■ Items from a dataset
------------------------

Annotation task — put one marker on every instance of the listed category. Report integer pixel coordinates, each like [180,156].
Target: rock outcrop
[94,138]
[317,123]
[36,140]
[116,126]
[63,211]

------------------------

■ ACTIVITY
All of the records above should be repeated exactly.

■ YOUR RESPONSE
Annotation task — put one marker on every instance of the listed category. Report integer pixel coordinates, each like [180,156].
Target: rock outcrop
[94,138]
[317,123]
[36,140]
[116,126]
[63,211]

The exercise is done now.